§ **TESTO CITATO**

CINQUE: Per Domme non è sempre domenica


Lo slittamento della discesa da domenica a lunedì non ha portato bene al nostro leader dello sci alpino. Dominik Paris, dominatore della discesa anche in questa stagione, a quasi 33 anni non avrà forse altre possibilità olimpica e il sesto posto di oggi a Pechino brucia terribilmente. Uno come lui non può ritirarsi senza la medaglia olimpica e, se andrà male anche il superG, speriamo che vorrà riprovarci a 36 anni a Milano-Cortina. Il suo sesto posto è frutto di una gara non perfetta, come lui stesso ha ammesso, con un errore evidente nella parte centrale. Le discese sono sempre un terno al lotto, soprattutto su queste nevi, ma per esempio lo svizzero Beat Feuz non ha fallito l’appuntamento con l’oro dopo aver vinto quattro coppe del Mondo negli ultimi quattro anni e ha vinto praticamente tutto in carriera.

QUATTRO: Voto un po’.. Bassino


Un gioco di parole che non cancella la nostra stima per Marta Bassino che è la vera specialista del gigante ma è uscita dopo appena tre porte sul ripido iniziale. Poi la piemontese se n’è andata a piangere a bordo pista, inquadrata in modo spietato dalle telecamere. Ci ha fatto tanta tenerezza perché lei non è polivalente come le compagne e si è giocata la carta migliore in Cina: tornerà dalle sue amate galline e risorgerà. Una ragazza equilibrata come lei non si farà abbattere da questa cocente delusione.

§ **MATERIALE FORNITO**
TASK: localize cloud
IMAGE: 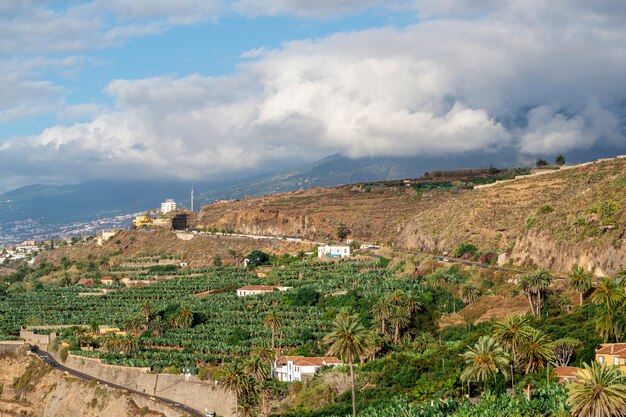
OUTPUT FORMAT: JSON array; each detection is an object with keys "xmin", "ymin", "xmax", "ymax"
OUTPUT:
[
  {"xmin": 233, "ymin": 0, "xmax": 392, "ymax": 18},
  {"xmin": 0, "ymin": 0, "xmax": 626, "ymax": 190}
]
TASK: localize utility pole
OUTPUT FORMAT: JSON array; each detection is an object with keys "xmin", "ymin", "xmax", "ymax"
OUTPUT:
[{"xmin": 191, "ymin": 182, "xmax": 193, "ymax": 211}]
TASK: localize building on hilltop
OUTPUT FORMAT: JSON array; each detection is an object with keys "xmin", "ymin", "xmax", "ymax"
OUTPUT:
[
  {"xmin": 317, "ymin": 246, "xmax": 350, "ymax": 258},
  {"xmin": 161, "ymin": 198, "xmax": 176, "ymax": 214},
  {"xmin": 272, "ymin": 356, "xmax": 343, "ymax": 382},
  {"xmin": 237, "ymin": 285, "xmax": 292, "ymax": 297},
  {"xmin": 596, "ymin": 343, "xmax": 626, "ymax": 372}
]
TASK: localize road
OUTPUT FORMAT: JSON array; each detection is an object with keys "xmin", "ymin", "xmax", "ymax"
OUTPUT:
[{"xmin": 30, "ymin": 347, "xmax": 205, "ymax": 417}]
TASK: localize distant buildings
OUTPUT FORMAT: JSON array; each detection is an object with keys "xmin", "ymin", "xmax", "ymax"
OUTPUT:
[
  {"xmin": 161, "ymin": 198, "xmax": 176, "ymax": 214},
  {"xmin": 596, "ymin": 343, "xmax": 626, "ymax": 372},
  {"xmin": 317, "ymin": 246, "xmax": 350, "ymax": 258},
  {"xmin": 272, "ymin": 356, "xmax": 343, "ymax": 382},
  {"xmin": 97, "ymin": 230, "xmax": 117, "ymax": 246},
  {"xmin": 237, "ymin": 285, "xmax": 291, "ymax": 297}
]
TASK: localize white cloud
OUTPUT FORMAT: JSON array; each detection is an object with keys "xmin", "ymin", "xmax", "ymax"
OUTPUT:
[{"xmin": 0, "ymin": 0, "xmax": 626, "ymax": 188}]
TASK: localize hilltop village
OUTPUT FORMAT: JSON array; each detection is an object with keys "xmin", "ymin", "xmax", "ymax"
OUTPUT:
[{"xmin": 0, "ymin": 158, "xmax": 626, "ymax": 417}]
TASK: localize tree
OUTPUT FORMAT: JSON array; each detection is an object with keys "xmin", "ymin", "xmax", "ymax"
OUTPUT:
[
  {"xmin": 567, "ymin": 362, "xmax": 626, "ymax": 417},
  {"xmin": 519, "ymin": 268, "xmax": 552, "ymax": 317},
  {"xmin": 591, "ymin": 277, "xmax": 626, "ymax": 342},
  {"xmin": 461, "ymin": 336, "xmax": 510, "ymax": 393},
  {"xmin": 337, "ymin": 223, "xmax": 351, "ymax": 240},
  {"xmin": 322, "ymin": 313, "xmax": 372, "ymax": 417},
  {"xmin": 454, "ymin": 242, "xmax": 478, "ymax": 258},
  {"xmin": 569, "ymin": 266, "xmax": 591, "ymax": 307},
  {"xmin": 246, "ymin": 250, "xmax": 270, "ymax": 268},
  {"xmin": 493, "ymin": 314, "xmax": 533, "ymax": 387},
  {"xmin": 551, "ymin": 339, "xmax": 581, "ymax": 367},
  {"xmin": 372, "ymin": 297, "xmax": 390, "ymax": 336},
  {"xmin": 459, "ymin": 283, "xmax": 480, "ymax": 304},
  {"xmin": 554, "ymin": 154, "xmax": 565, "ymax": 167},
  {"xmin": 265, "ymin": 312, "xmax": 282, "ymax": 351},
  {"xmin": 520, "ymin": 329, "xmax": 554, "ymax": 375},
  {"xmin": 139, "ymin": 301, "xmax": 154, "ymax": 323},
  {"xmin": 219, "ymin": 362, "xmax": 254, "ymax": 416}
]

§ **CONSEGNA**
Prosegui l'articolo sullo sci olimpico dopo l'ultima frase riportata. Le voci non hanno alcun legame con l'articolo sullo sci olimpico.

§ **RISPOSTA**
TRE: Christof ma cosa fai?


Christof Innerhofer a 37 anni difficilmente poteva arricchire il medagliere olimpico che conta già un argento e un bronzo ma uscire così dopo due porte lascia davvero l’amaro in bocca. L’altoatesino si era guadagnato in extremis la selezione olimpica e forse ha sparato lì le sue ultime cartucce.. Dicono che sia rientrato subito in albergo senza parlare con nessuno. Possiamo capirlo!

DUE: Le biathlete deluse


Due come il numero delle nostre biathlete deluse, non certo un due in condotta. Nella staffetta mista se l’erano cavata, nella 15 km individuale sono state irriconoscibili: Dorothea Wierer (18ma con tre errori al poligono) e Lisa Vittozzi (74ma con otto errori) non sembrano al livello delle scorse stagioni né nel tiro né sugli sci. E’ presto per lanciare l’allarme ma qualcosa non va. A Dorothea per togliere la vittoria alla tedesca Denise Herrmann (che è stata podio olimpico in staffetta anche nello sci di fondo!) sarebbe servito un 20/20 al tiro, segno che sul fondo, come si era notato già in staffetta, bisogna rivedere forse le scioline. Speriamo almeno nella staffetta femminile per il podio.


UNO: La caduta delle regine


Mikaela Shiffrin e Petra Vlhova erano le sciatrici più attese ma sono partite con un vero capitombolo. Fuori nella prima manche l’americana, solo quattordicesima con due manche tutte da dimenticare la slovacca. E’ vero che la loro specialità è lo slalom ma nessuno poteva immaginare un inizio così difficile, complice anche la neve dura artificiale a cui non tutte si sono adattate. Non per niente la pista si chiama “Fiume di ghiaccio”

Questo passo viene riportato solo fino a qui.